* Exercise prompt *
For the data below, the lines that hold "cutting" should be counted; only the resulting number is expected.

═════ Supplied data ═════

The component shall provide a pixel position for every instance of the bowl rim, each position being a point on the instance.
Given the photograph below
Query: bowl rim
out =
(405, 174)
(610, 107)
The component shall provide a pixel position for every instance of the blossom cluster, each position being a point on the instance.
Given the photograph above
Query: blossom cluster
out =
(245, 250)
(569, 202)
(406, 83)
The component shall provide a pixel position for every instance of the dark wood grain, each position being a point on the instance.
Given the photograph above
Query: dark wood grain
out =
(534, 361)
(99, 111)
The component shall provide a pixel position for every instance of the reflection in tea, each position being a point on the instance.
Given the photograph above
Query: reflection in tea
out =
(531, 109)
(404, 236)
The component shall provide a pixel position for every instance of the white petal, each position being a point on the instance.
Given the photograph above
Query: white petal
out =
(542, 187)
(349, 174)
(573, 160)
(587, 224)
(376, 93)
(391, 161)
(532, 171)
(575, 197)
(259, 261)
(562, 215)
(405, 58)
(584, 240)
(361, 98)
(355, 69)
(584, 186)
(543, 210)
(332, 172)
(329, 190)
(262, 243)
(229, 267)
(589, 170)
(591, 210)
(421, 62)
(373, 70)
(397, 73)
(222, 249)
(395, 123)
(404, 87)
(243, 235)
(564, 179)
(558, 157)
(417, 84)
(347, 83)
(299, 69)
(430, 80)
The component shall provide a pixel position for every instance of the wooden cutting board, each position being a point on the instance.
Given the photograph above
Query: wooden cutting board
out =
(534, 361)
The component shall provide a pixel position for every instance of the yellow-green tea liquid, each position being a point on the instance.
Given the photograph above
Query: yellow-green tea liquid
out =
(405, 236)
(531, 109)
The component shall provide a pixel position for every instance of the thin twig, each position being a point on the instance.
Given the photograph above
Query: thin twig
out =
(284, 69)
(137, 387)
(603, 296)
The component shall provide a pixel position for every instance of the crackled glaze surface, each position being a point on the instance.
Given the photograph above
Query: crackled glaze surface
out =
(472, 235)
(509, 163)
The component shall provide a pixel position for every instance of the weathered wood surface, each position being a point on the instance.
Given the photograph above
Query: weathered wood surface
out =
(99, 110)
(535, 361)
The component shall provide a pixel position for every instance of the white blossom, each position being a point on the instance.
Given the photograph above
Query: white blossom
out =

═════

* Exercise output *
2